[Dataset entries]
##########

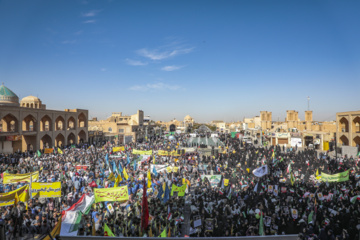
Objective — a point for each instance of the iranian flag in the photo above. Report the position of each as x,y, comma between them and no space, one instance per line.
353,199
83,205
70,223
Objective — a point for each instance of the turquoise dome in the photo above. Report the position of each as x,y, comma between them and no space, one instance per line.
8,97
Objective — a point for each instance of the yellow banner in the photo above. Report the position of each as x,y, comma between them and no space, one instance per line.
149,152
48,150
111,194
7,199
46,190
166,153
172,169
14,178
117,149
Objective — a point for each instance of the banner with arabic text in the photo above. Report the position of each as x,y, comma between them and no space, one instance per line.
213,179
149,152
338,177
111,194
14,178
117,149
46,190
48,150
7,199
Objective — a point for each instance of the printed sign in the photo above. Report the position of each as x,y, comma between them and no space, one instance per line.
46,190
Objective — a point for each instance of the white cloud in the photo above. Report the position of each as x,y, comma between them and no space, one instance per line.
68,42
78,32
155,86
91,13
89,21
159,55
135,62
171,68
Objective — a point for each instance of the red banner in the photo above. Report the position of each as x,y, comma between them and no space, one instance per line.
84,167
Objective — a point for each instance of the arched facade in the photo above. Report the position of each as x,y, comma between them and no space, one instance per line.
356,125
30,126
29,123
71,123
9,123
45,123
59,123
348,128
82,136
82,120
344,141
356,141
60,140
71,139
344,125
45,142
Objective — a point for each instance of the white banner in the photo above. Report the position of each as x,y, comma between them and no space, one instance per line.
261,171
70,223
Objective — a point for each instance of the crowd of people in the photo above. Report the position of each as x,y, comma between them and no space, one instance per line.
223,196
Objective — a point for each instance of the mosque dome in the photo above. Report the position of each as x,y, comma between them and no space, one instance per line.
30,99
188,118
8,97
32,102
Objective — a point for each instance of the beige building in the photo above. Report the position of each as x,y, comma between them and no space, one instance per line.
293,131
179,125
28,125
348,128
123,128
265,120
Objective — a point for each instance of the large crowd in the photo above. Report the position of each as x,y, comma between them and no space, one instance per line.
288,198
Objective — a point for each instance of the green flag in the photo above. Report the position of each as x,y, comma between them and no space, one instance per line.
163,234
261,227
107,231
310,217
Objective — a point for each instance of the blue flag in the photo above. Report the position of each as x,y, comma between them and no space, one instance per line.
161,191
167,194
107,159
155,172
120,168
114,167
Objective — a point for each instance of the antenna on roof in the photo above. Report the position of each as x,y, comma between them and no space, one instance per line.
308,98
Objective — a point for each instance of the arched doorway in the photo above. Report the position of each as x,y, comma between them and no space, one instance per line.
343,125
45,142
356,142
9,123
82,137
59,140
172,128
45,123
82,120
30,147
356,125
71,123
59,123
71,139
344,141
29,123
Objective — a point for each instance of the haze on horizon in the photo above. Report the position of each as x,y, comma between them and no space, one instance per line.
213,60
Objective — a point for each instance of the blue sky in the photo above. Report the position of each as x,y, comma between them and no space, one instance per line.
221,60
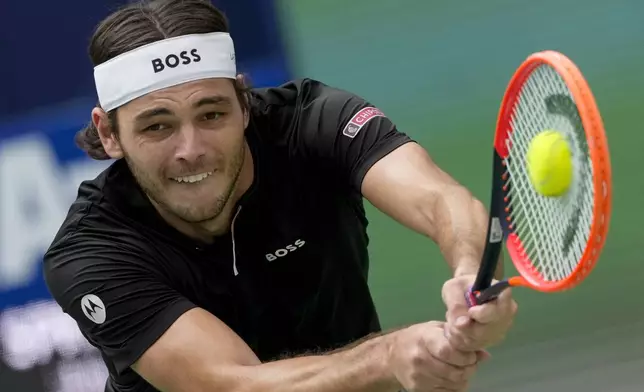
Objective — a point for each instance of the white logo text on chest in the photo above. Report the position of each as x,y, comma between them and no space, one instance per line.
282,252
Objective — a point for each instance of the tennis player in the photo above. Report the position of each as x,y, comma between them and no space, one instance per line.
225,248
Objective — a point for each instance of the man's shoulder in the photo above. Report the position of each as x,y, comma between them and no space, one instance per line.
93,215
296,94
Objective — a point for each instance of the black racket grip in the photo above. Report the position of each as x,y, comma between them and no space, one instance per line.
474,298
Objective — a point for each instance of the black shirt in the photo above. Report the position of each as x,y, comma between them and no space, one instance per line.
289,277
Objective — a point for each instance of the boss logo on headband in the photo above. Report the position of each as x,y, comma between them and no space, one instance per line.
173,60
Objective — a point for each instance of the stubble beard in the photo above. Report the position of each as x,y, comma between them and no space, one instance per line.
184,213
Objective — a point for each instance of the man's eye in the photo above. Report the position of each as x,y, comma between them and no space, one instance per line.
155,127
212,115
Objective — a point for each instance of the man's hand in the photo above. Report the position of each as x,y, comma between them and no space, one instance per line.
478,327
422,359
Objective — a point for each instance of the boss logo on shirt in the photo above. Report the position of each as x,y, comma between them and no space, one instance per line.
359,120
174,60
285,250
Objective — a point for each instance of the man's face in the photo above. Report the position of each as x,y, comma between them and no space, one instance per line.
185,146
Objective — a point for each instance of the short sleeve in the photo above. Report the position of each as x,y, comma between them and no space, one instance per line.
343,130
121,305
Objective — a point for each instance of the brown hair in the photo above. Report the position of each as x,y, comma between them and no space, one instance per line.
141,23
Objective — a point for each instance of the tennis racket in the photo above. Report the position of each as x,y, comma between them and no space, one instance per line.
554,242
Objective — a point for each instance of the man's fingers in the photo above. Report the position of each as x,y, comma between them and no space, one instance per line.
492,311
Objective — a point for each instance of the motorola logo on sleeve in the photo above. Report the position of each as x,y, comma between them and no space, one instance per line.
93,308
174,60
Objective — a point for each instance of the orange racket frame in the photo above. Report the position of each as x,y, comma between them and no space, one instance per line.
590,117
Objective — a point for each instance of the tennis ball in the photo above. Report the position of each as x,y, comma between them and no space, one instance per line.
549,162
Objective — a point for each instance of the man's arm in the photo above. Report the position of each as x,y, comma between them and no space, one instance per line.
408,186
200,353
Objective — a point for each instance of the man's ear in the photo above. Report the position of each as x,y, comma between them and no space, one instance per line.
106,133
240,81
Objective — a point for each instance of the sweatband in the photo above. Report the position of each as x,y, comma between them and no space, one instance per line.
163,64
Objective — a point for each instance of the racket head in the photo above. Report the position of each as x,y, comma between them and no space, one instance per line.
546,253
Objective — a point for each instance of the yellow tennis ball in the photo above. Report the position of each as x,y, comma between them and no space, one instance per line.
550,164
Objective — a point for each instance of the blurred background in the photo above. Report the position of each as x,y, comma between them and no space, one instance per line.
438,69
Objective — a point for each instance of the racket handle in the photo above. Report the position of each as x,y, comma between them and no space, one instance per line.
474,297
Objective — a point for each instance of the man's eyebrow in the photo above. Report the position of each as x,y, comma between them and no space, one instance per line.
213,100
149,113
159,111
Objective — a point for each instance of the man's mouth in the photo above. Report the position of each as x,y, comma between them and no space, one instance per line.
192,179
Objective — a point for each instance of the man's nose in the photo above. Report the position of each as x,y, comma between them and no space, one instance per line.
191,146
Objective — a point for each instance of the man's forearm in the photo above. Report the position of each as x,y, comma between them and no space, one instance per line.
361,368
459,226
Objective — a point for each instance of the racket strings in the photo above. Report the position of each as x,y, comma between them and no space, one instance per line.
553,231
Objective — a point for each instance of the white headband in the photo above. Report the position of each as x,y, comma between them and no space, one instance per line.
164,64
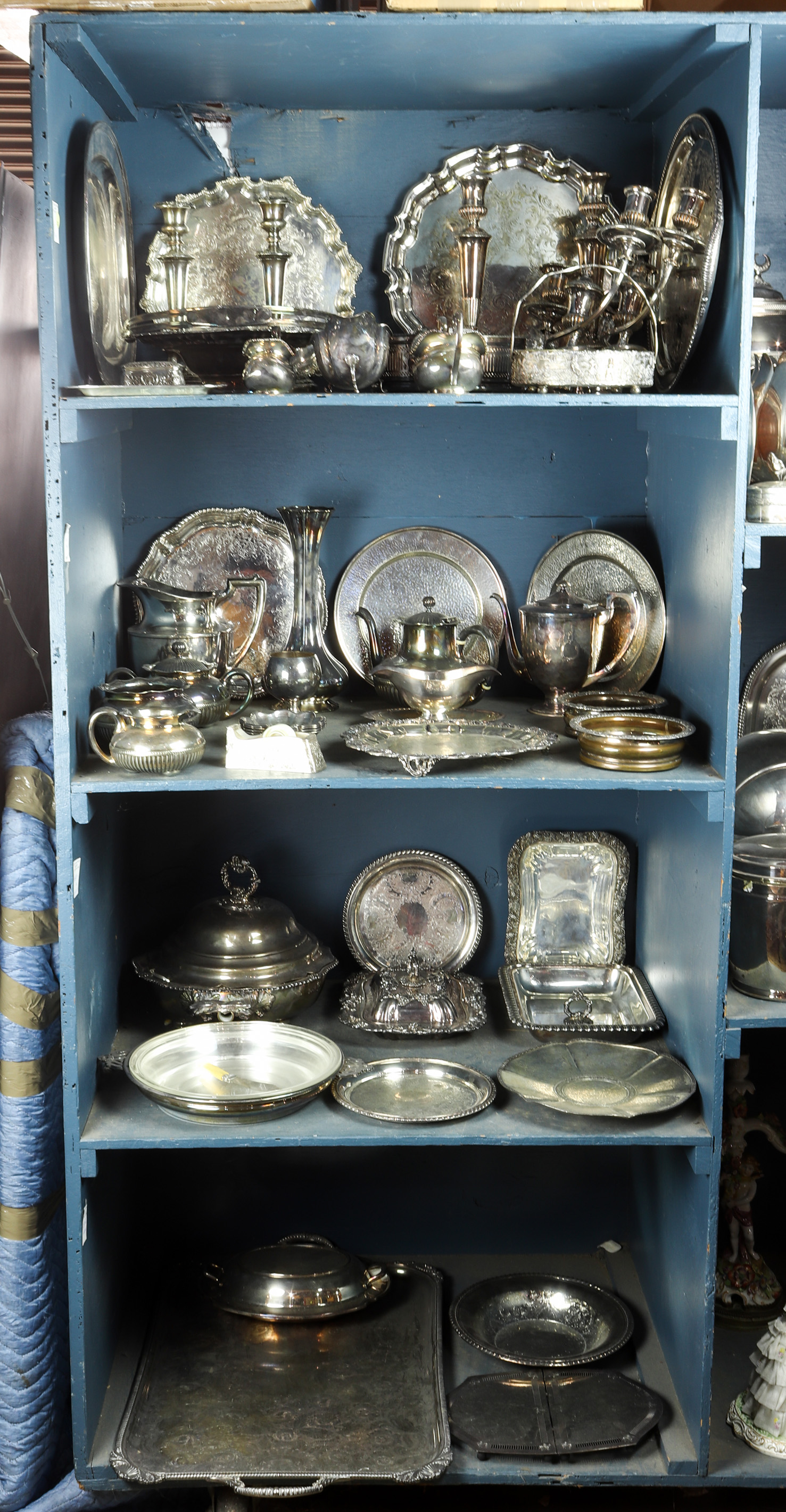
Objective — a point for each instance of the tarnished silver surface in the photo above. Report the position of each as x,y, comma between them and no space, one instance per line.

##########

WORK TO COMPLETE
Omit the pictures and retype exactly the lines from the one containing "Objective — a point for each instance of the man's mouth" through the end of the entries above.

TASK ANSWER
Objective — a point for each instance of the man's mouth in the photo above. Report the position of each as x,y, comma between them and no space, one instance per line.
192,179
Objective — a point for each instance of the man's nose in the photo above. Report the position of each as x,y, comma between them and no space, one instance per line.
191,146
Objective — a point for each instance of the man's forearm in the photo above. Report the position of each as x,y, comma between them and no space, one instance per line.
361,368
459,226
Objective — a point for each instance of the racket strings in the photo above. Report the position of each as x,y, comma between them and no space, one instance per line.
553,231
Objective — a point for each instance of the white headband in the photo above. Report the position of each as x,y, comma between them and no space, one instance per line.
164,64
Objective — a point for each instance of the tarnished silver surface in the photo above. Report the position of each as x,y, comma between them and no space, one instance per line.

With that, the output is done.